Reading text Start Marker

Now, don’t get me wrong, I think these methods can yield good results in the hands of an attentive soul. That just isn’t me :-). I’d forget to skim the top or refill the little reservoir in the air-lock and boom, my ferment went bad. And I got some smelly ferments, let me tell ya. I live in a climate that is very hot 5-6 months out of the year and just plain warm another 4 months. So I found it tricky to keep my ferments cool, skimmed and topped up. Just as I was becoming truly bewildered at my lack of success, Lea over at Nourishing Treasures wrote an excellent series called Sauerkraut Survivor where she tested a very wide variety of jars. She even had a good microscope with which she could view the microscopic results of her experiment. And she included the fido jar in her test. Now, I didn’t have the money to buy a lot of special equipment for this like harsch type crocks or extra Pickl-its. I already have a sizeable collection of fido jars though and had wondered how they would work as fermentation vessels. No one seemed to talk about them much, so I didn’t know. Then Lea began to write about how impressed she was with the results from the fido. Good flavor, excellent bacterial content and nearly fool-proof to use. Perfect! Since then I’ve been using Fidos exclusively. While plain jars or crocks yield great results for many, they just weren’t working for me. The Fido and Le Parfait wire bail jars were my answer to making fermenting an easy process for me. And they are what makes this sauerkraut recipe super easy to do.

Reading text End Marker
Data provided Start Marker

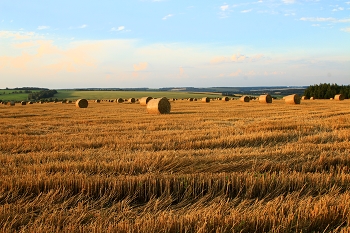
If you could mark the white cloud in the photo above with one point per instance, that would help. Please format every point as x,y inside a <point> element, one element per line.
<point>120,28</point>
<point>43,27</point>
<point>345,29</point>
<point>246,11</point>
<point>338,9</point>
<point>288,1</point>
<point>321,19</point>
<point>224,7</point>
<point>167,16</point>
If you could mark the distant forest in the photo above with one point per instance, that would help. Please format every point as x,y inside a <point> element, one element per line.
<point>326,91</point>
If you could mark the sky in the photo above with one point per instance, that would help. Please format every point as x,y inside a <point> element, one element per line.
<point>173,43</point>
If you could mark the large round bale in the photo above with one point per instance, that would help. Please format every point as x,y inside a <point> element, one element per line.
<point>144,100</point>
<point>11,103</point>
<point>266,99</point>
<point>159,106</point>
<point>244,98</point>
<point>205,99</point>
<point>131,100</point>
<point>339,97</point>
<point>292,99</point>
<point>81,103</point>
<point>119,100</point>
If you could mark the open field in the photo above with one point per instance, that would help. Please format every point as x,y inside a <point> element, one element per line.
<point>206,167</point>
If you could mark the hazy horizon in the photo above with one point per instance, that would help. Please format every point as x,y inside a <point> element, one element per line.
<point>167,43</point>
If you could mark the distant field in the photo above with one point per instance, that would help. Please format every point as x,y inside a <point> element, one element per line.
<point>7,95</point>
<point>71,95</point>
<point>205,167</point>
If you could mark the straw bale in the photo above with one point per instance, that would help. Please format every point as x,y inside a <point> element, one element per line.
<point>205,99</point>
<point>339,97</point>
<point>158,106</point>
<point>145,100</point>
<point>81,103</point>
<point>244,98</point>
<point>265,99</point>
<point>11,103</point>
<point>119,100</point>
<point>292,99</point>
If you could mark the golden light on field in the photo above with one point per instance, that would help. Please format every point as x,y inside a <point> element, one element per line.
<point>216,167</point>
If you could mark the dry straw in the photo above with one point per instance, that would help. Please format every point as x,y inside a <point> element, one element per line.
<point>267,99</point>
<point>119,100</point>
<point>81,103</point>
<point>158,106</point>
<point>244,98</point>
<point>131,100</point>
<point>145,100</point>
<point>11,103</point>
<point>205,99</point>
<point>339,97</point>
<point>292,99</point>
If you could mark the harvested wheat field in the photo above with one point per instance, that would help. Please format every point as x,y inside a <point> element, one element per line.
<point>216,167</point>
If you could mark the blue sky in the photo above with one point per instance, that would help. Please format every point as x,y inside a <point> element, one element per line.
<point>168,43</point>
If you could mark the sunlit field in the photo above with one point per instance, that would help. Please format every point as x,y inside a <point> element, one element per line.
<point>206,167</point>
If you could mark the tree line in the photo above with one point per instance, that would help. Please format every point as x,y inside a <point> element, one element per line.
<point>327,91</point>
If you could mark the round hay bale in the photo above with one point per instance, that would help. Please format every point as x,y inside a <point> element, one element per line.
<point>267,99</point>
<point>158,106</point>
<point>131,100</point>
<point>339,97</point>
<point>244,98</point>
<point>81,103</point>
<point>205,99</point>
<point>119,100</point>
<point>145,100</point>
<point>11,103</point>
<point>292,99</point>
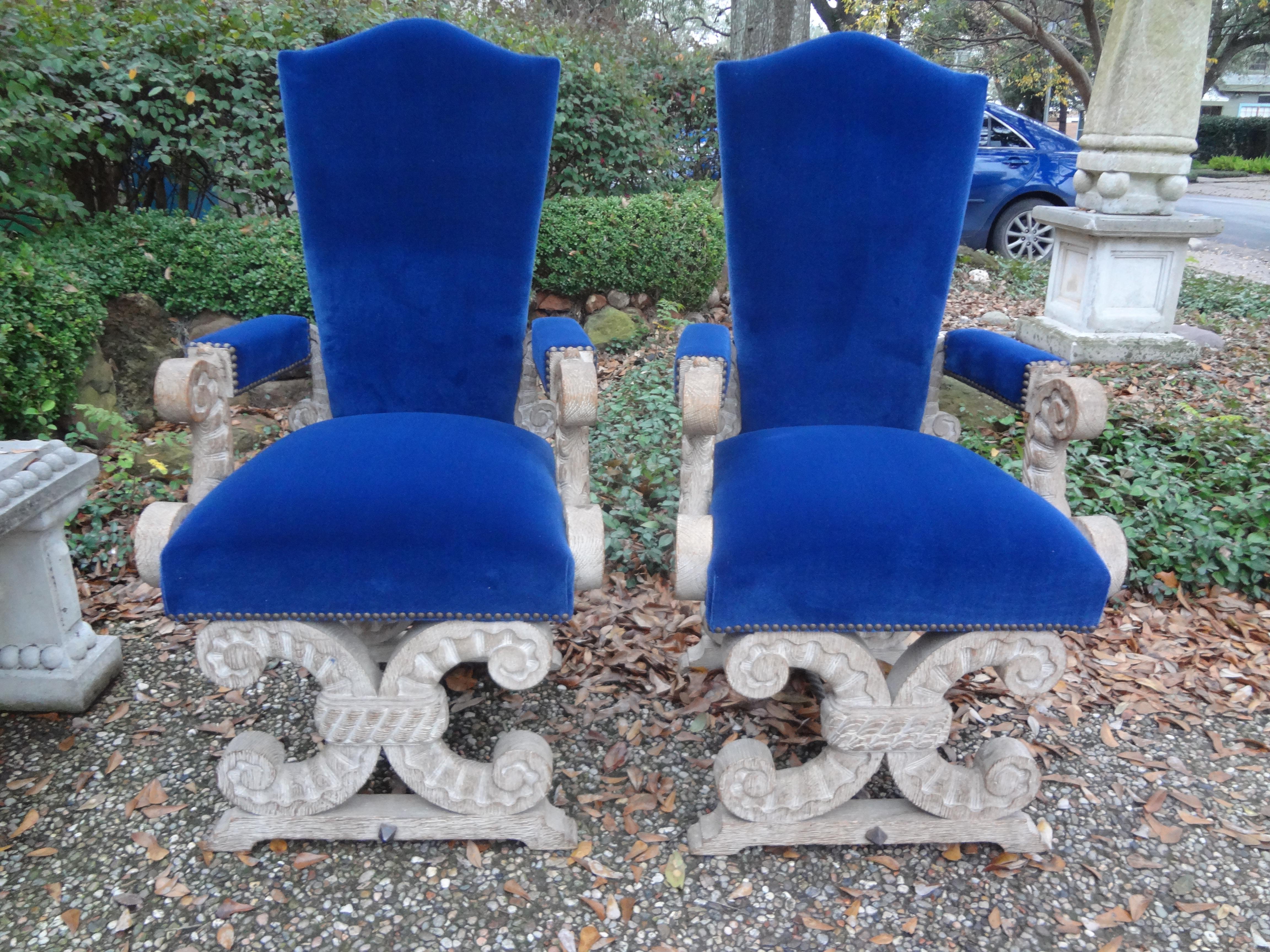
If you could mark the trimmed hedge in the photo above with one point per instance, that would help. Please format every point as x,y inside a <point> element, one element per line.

Data provided End Marker
Data provided Start Marker

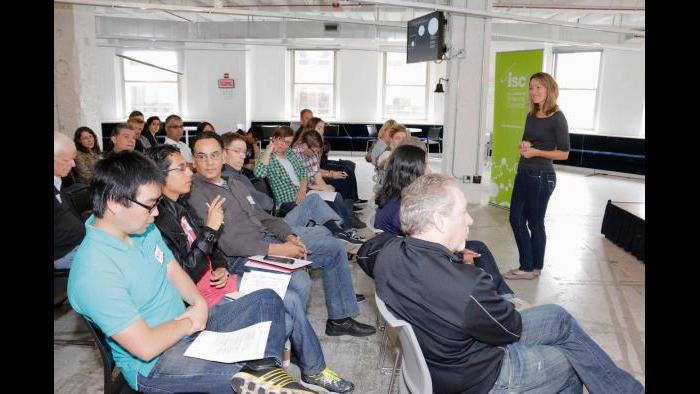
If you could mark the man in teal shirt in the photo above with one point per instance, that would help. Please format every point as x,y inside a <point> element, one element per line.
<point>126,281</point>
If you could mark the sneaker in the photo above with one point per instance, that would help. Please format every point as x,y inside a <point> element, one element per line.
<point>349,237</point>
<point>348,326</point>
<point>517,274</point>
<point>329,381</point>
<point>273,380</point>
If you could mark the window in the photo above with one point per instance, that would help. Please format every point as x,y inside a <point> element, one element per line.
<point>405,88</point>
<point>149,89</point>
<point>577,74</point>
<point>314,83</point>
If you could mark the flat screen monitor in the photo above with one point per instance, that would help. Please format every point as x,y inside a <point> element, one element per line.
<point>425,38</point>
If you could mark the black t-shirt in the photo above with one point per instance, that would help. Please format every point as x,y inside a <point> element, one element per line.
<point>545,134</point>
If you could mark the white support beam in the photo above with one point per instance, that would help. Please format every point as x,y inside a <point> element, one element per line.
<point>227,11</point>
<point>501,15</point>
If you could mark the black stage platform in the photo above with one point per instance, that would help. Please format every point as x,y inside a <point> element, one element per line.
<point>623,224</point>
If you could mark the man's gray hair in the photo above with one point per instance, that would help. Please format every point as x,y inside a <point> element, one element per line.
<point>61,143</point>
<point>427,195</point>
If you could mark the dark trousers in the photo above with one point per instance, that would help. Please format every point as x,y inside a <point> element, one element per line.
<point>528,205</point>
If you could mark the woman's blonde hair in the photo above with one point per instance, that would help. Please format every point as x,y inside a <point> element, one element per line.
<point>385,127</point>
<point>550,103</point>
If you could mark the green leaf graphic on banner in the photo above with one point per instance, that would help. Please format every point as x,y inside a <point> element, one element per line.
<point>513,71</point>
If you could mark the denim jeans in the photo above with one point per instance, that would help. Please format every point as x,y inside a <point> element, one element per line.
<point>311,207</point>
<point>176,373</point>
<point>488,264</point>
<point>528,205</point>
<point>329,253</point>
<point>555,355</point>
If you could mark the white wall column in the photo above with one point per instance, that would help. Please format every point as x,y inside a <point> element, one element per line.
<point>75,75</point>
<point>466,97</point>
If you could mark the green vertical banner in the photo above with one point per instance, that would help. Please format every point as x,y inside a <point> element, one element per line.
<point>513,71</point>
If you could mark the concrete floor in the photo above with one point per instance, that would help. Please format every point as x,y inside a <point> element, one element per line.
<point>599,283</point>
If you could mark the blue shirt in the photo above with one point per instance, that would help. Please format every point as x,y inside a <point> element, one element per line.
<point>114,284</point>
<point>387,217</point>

Data provided End Marker
Data provided Start Marker

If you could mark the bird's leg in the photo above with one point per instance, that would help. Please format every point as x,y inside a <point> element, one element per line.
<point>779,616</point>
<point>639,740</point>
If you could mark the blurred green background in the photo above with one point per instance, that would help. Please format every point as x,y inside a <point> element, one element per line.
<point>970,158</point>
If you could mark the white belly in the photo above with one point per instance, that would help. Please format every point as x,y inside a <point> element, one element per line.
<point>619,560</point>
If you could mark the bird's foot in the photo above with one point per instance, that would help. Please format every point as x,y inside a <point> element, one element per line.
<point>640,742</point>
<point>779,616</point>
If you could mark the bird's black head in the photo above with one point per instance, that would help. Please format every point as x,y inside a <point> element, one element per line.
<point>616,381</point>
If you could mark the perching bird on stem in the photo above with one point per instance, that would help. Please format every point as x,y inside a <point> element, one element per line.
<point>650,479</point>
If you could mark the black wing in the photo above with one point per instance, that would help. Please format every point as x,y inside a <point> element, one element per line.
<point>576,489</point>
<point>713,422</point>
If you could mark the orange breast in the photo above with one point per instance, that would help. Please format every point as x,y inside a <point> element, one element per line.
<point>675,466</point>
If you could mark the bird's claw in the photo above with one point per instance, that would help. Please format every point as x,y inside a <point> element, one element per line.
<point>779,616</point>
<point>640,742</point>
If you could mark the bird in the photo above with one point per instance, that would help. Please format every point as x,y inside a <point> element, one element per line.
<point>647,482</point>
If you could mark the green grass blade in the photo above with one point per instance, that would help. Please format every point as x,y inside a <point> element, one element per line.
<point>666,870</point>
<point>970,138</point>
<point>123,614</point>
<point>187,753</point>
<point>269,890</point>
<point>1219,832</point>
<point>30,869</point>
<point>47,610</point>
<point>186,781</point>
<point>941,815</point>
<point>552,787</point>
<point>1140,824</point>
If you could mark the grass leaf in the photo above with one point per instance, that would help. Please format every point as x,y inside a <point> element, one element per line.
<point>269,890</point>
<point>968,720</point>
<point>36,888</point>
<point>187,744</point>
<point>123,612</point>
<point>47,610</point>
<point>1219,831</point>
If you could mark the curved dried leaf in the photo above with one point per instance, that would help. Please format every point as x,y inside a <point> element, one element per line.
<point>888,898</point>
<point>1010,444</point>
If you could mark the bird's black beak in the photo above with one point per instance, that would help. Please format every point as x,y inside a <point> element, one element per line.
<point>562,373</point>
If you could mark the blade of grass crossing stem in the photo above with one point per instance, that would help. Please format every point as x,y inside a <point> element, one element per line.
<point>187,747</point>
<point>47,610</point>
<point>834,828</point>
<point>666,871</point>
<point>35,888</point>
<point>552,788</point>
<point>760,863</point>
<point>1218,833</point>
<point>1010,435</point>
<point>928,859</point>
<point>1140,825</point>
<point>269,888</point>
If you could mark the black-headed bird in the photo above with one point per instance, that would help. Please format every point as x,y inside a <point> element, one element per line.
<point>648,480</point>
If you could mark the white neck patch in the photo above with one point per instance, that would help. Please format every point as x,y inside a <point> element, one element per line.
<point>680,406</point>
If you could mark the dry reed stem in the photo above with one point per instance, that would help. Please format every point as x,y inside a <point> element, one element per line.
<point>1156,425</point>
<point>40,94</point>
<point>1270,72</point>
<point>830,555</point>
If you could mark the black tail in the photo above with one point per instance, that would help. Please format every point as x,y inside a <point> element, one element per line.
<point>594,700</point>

Data provided End Marker

* What to produce:
Answer these questions using the fermentation text.
1. For how many months of the year is the writer's climate very hot?
2. What was the series Lea wrote at Nourishing Treasures called?
3. Which two kinds of wire bail jars made fermenting easy for the writer?

* Solution to this exercise:
1. 5-6 months
2. Sauerkraut Survivor
3. The Fido and Le Parfait jars